TEXT SHOWN
--- BEGIN ---

Scylla is the real-time big data database that is API-compatible with Apache Cassandra and Amazon DynamoDB. Scylla embraces a shared-nothing approach that increases throughput and storage capacity to realize order-of-magnitude performance improvements and reduce hardware costs.

For more information, please see the ScyllaDB web site.

Build Prerequisites

Scylla is fairly fussy about its build environment, requiring very recent versions of the C++20 compiler and of many libraries to build. The document HACKING.md includes detailed information on building and developing Scylla, but to get Scylla building quickly on (almost) any build machine, Scylla offers a frozen toolchain, This is a pre-configured Docker image which includes recent versions of all the required compilers, libraries and build tools. Using the frozen toolchain allows you to avoid changing anything in your build machine to meet Scylla's requirements - you just need to meet the frozen toolchain's prerequisites (mostly, Docker or Podman being available).

Building Scylla

Building Scylla with the frozen toolchain dbuild is as easy as:

$ git submodule update --init --force --recursive
$ ./tools/toolchain/dbuild ./configure.py
$ ./tools/toolchain/dbuild ninja build/release/scylla

For further information, please see:

Running Scylla

To start Scylla server, run:

$ ./tools/toolchain/dbuild ./build/release/scylla --workdir tmp --smp 1 --developer-mode 1

This will start a Scylla node with one CPU core allocated to it and data files stored in the tmp directory. The --developer-mode is needed to disable the various checks Scylla performs at startup to ensure the machine is configured for maximum performance (not relevant on development workstations). Please note that you need to run Scylla with dbuild if you built it with the frozen toolchain.

--- END ---

Data records
--- BEGIN ---

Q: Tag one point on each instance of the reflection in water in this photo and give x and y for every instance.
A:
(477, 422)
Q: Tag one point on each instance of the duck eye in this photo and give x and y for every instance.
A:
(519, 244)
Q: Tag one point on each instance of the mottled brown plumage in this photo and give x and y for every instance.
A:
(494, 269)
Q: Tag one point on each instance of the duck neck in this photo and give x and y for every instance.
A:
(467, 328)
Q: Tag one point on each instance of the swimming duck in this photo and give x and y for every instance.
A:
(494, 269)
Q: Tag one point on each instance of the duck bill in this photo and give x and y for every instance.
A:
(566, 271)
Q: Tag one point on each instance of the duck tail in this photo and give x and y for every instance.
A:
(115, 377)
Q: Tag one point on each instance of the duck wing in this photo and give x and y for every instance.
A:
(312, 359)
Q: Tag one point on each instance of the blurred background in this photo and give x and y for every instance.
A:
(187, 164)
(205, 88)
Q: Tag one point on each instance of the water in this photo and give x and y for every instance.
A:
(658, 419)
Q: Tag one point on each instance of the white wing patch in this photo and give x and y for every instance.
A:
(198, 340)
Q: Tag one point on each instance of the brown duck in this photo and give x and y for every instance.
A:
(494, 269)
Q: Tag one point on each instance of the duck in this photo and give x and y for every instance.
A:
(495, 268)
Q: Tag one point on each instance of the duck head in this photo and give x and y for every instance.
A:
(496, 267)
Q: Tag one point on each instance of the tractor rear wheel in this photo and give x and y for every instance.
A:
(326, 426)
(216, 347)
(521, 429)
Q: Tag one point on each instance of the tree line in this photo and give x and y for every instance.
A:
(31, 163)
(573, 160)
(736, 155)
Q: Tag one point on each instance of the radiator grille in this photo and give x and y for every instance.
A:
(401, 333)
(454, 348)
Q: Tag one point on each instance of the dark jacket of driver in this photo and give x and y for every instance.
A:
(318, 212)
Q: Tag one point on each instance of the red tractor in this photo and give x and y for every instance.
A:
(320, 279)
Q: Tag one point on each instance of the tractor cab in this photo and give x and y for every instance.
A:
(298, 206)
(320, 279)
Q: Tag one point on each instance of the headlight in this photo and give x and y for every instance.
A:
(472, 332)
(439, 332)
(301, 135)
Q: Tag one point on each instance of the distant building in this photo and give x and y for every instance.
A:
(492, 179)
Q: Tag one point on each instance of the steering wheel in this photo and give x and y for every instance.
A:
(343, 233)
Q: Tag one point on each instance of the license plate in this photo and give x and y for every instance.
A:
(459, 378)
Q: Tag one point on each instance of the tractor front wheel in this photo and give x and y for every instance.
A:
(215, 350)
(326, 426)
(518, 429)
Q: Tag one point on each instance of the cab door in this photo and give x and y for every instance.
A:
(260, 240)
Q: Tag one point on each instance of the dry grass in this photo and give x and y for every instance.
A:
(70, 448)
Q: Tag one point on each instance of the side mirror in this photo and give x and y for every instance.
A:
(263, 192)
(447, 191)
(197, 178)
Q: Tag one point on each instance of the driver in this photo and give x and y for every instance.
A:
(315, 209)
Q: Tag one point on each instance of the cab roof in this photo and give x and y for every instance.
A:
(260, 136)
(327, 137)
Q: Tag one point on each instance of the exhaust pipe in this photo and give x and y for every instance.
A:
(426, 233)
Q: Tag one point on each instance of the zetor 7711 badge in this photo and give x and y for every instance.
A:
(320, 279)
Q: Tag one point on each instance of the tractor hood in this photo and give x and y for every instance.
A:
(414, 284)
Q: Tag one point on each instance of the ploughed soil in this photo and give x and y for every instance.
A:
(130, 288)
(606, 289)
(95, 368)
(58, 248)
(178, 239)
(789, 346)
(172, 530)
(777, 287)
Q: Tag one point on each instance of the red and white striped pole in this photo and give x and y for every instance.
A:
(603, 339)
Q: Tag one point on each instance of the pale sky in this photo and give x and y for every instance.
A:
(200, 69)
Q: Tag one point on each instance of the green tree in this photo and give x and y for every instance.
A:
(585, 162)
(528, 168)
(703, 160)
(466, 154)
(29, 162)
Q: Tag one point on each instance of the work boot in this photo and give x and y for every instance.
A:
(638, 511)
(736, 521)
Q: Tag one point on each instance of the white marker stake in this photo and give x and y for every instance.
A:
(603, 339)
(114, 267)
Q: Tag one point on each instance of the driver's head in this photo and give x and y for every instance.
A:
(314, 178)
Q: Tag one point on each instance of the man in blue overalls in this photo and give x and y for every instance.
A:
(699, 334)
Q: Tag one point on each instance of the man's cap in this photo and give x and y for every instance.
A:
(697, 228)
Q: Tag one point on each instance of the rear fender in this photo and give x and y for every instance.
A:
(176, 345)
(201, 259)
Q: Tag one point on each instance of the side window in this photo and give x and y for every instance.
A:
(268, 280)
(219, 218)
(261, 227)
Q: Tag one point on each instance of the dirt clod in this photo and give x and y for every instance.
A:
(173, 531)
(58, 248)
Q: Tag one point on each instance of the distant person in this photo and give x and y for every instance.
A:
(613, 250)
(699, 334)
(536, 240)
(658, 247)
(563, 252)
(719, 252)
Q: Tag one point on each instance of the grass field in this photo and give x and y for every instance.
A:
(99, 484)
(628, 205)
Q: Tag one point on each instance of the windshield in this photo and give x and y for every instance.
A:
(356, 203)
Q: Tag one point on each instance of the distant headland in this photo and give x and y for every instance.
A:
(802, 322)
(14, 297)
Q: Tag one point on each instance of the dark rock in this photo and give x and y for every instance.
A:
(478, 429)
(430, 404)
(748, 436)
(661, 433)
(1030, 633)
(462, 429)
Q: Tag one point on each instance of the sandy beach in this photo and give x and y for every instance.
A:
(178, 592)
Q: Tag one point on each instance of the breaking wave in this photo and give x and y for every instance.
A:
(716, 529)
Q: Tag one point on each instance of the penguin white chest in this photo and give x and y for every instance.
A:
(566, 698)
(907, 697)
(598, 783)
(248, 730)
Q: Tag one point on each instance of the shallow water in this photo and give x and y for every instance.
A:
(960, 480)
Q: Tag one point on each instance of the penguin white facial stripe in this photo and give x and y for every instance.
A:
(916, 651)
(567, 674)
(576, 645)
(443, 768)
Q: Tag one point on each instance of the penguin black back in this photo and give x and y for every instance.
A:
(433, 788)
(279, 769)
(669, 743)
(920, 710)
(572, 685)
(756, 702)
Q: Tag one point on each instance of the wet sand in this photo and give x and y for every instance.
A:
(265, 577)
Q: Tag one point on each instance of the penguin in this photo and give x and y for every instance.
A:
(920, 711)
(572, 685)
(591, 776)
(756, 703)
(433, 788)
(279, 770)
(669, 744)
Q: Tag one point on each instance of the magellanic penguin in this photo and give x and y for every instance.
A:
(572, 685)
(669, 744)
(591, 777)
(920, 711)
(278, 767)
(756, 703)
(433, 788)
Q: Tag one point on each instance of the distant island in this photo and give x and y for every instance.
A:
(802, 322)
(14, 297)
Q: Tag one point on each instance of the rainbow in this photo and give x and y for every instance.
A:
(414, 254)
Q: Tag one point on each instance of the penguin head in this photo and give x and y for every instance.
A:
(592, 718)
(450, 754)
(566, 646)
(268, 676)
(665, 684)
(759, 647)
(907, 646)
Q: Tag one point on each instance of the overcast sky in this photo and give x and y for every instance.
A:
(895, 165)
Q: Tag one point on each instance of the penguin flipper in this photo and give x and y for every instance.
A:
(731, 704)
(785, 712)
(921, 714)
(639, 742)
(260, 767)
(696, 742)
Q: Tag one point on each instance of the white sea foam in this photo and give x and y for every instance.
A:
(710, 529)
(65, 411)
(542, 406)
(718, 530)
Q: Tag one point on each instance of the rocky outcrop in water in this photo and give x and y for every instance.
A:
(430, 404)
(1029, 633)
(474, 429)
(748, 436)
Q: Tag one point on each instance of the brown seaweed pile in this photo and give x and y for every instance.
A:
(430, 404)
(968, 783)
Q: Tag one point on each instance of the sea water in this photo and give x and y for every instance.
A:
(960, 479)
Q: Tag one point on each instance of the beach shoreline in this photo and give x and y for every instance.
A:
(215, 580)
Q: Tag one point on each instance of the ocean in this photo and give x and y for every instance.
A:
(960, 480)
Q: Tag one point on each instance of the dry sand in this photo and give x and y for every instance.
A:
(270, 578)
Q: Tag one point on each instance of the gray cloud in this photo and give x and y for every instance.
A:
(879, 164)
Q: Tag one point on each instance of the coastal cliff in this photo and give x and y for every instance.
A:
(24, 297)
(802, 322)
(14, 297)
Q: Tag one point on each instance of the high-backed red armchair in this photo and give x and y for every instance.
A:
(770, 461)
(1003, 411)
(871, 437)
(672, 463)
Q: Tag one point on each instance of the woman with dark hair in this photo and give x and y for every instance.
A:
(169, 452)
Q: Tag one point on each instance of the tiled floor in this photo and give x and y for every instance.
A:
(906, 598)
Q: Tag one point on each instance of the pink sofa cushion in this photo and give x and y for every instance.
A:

--- END ---

WRITTEN PROBLEM
Can you pick up the text on building and running Scylla from its last sentence and keep it going?

TASK RESULT
For more run options, run:

$ ./tools/toolchain/dbuild ./build/release/scylla --help

Testing

See test.py manual.

Scylla APIs and compatibility

By default, Scylla is compatible with Apache Cassandra and its APIs - CQL and Thrift. There is also support for the API of Amazon DynamoDB™, which needs to be enabled and configured in order to be used. For more information on how to enable the DynamoDB™ API in Scylla, and the current compatibility of this feature as well as Scylla-specific extensions, see Alternator and Getting started with Alternator.

Documentation

Documentation can be found here. Seastar documentation can be found here. User documentation can be found here.

Training

Training material and online courses can be found at Scylla University. The courses are free, self-paced and include hands-on examples. They cover a variety of topics including Scylla data modeling, administration, architecture, basic NoSQL concepts, using drivers for application development, Scylla setup, failover, compactions, multi-datacenters and how Scylla integrates with third-party applications.

Contributing to Scylla

If you want to report a bug or submit a pull request or a patch, please read the contribution guidelines.

If you are a developer working on Scylla, please read the developer guidelines.

Contact

  • The users mailing list and Slack channel are for users to discuss configuration, management, and operations of the ScyllaDB open source.
  • The developers mailing list is for developers and people interested in following the development of ScyllaDB to discuss technical topics.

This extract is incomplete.